### TEXT PROVIDED
<<<<
# Benchmark



## junksecret (Jun 24, 2011)

I know that benchmarks don't mean much but my S3 has always been the fastest device on the results [email protected] around 6000. Today I'm just over 3000, i flashed the latest rpm zip to match the modem today but i can't imagine that has anything to do with it.








Any thoughts?
tappity tap tapped on my SGS3


----------



## blaineevans (Jul 11, 2011)

Reboot.

Sent from my SCH-I535 using Tapatalk 2


----------



## junksecret (Jun 24, 2011)

blaineevans said:


> Reboot.
> 
> Sent from my SCH-I535 using Tapatalk 2


Tried it a few times, no luck.....but thanks for the suggestion.


----------



## Mustang302LX (Jun 28, 2011)

Delete the app and don't worry about benchmarks as they don't show how the phone functions on a day to day basis doing basic tasks.


----------



## sooner7 (Mar 31, 2012)

If its smooth and has good battery life, don't worry about it


----------



## ImaComputa (Sep 8, 2011)
>>>>
### PROBLEMS TO SOLVE
1. Reproduce the benchmark thread word for word, from "# Benchmark" up to and including "do with it.".
2. Resume the benchmark thread from the point where it stops.
The records are unconnected to the benchmark thread.

### LISTED RECORDS
<<<<
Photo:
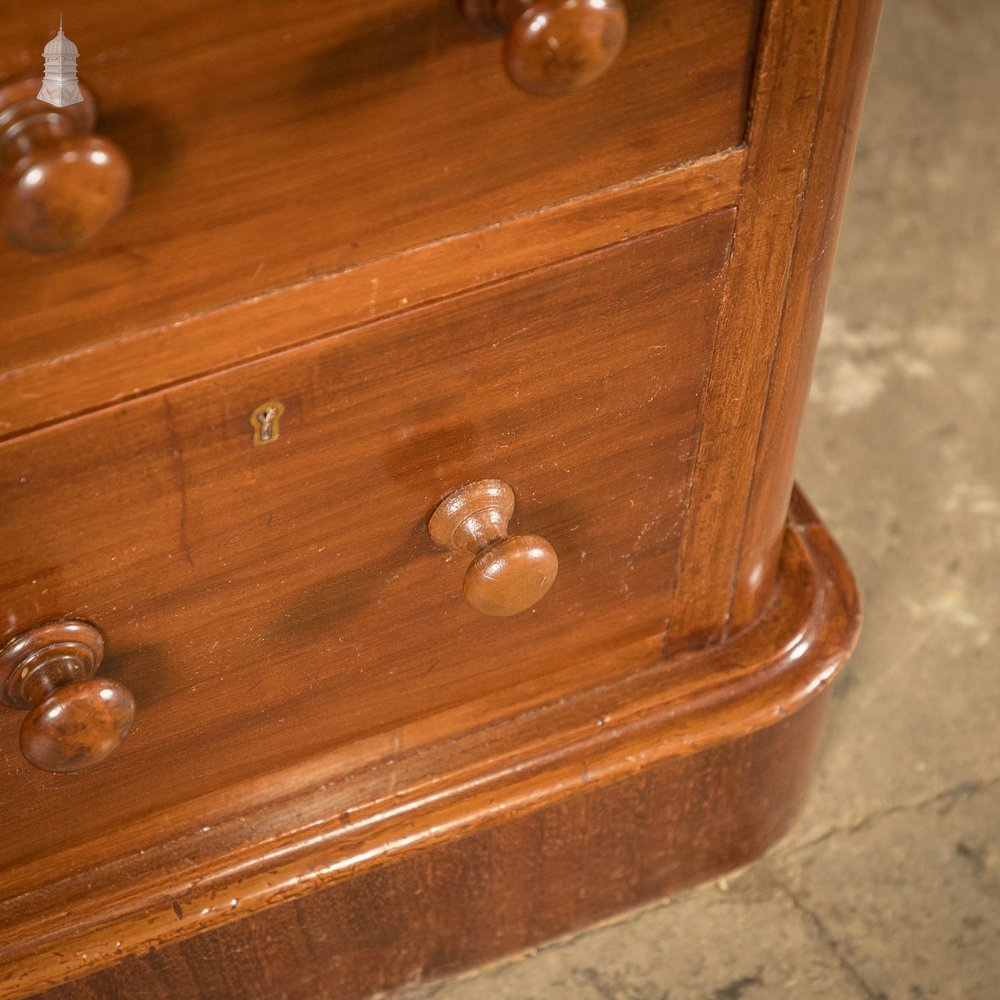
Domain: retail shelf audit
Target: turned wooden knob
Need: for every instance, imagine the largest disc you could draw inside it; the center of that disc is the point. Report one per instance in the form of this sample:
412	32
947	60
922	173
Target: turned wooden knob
508	574
75	719
553	46
59	185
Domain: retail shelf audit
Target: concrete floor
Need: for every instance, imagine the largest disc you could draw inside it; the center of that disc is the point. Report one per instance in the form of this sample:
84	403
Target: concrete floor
889	885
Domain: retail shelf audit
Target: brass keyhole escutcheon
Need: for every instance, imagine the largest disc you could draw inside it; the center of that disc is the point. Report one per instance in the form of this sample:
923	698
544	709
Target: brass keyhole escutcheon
264	421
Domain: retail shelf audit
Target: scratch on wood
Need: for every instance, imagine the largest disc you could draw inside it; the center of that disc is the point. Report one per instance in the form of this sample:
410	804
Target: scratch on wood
180	479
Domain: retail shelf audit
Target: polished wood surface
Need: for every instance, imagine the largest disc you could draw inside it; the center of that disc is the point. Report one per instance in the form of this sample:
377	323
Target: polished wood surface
508	574
59	185
244	588
793	176
277	144
730	729
81	382
553	46
74	721
359	270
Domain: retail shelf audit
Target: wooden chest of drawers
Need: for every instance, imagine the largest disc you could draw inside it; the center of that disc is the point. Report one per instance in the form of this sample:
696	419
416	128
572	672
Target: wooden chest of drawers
358	269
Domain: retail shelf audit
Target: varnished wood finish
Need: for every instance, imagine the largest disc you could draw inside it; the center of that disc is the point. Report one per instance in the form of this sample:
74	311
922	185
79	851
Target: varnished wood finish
507	575
276	144
711	748
59	185
242	586
818	225
78	725
74	721
797	90
83	381
553	46
359	270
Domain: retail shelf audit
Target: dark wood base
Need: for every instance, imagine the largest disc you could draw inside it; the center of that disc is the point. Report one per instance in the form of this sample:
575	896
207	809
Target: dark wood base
638	787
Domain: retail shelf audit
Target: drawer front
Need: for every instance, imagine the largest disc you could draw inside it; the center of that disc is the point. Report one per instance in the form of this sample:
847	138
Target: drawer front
266	600
275	143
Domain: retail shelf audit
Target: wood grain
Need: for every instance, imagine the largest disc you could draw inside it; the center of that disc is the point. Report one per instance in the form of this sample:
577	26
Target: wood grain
115	370
342	140
756	337
265	601
826	188
341	820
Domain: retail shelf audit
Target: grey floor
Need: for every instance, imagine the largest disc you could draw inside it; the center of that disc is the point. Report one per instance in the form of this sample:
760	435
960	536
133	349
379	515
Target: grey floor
889	885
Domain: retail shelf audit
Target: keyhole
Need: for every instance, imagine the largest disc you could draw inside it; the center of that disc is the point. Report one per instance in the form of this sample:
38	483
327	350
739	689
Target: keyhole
264	421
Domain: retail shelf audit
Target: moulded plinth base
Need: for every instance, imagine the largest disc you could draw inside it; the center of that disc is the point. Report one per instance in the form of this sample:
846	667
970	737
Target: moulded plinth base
645	785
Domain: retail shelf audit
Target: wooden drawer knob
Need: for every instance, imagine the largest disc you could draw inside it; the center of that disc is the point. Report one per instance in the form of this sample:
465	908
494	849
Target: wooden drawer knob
553	46
59	185
74	720
508	574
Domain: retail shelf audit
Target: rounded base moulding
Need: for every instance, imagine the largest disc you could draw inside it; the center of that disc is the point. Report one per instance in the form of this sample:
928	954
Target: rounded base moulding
488	839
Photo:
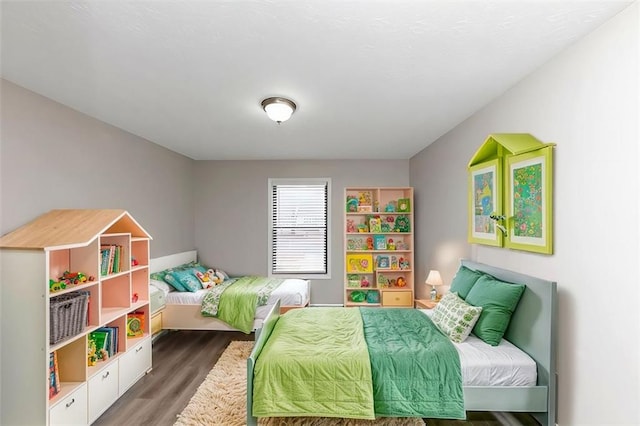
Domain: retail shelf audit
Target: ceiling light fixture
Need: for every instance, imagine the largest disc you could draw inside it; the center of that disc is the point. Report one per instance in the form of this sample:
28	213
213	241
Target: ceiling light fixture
278	109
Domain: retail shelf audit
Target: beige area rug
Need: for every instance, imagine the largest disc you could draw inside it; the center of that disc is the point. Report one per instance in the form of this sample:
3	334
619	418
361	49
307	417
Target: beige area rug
221	399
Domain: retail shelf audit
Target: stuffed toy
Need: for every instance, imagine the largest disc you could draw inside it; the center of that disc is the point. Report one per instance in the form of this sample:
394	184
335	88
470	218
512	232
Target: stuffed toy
209	279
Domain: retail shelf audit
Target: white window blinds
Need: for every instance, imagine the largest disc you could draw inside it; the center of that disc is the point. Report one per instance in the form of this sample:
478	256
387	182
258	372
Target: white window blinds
299	228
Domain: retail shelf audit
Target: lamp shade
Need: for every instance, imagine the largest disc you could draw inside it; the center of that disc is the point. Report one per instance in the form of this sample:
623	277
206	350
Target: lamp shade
278	109
434	279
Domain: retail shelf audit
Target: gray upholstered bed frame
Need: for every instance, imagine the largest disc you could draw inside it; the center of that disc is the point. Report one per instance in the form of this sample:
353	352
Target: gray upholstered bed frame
532	329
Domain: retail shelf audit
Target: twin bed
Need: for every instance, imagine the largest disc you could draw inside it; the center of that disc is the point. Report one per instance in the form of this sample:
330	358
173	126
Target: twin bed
182	310
518	375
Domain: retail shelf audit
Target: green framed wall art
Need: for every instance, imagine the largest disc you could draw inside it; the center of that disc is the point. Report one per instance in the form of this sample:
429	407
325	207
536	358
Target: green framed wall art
485	183
510	193
529	201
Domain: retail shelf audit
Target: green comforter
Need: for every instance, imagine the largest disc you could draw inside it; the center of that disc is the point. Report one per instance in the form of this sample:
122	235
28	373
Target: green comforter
357	363
235	301
416	369
322	370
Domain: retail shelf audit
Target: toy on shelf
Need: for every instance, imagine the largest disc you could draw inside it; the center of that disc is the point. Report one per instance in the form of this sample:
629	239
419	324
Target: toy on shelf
403	263
394	262
365	203
375	225
352	204
359	263
379	242
358	296
364	282
404	205
402	224
363	228
92	356
391	245
353	280
373	296
382	281
382	262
>>>>
### RESPONSES PER TASK
1.
# Benchmark



## junksecret (Jun 24, 2011)

I know that benchmarks don't mean much but my S3 has always been the fastest device on the results [email protected] around 6000. Today I'm just over 3000, i flashed the latest rpm zip to match the modem today but i can't imagine that has anything to do with it.

2.
Get really drunk and it'll make the 3 look like a 9 and you'll forget all about it.


----------



## junksecret (Jun 24, 2011)

I know it's a useless number, just wonder why it suddenly changed....

tappity tap tapped on my SGS3


----------



## Goose306 (Sep 12, 2011)

Can you still hack it with an sqlite db hack? If not may be able to.do it with GameCIH. Put that biznitch over 9000!

Regarding your real issue there is lots of potential reasons... is you CPU hotplugged or otherwise limited?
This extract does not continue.